Task brief =>
Write out all the records again, switching "Identify" to "Locate" wherever it occurs and leaving everything else unchanged.

--- START OF Data ---

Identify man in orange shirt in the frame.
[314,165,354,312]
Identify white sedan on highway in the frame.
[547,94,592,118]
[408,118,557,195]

--- END OF Data ---

Result =>
Locate man in orange shirt in the frame.
[314,165,354,312]
Locate white sedan on highway in the frame.
[547,94,592,118]
[408,118,557,195]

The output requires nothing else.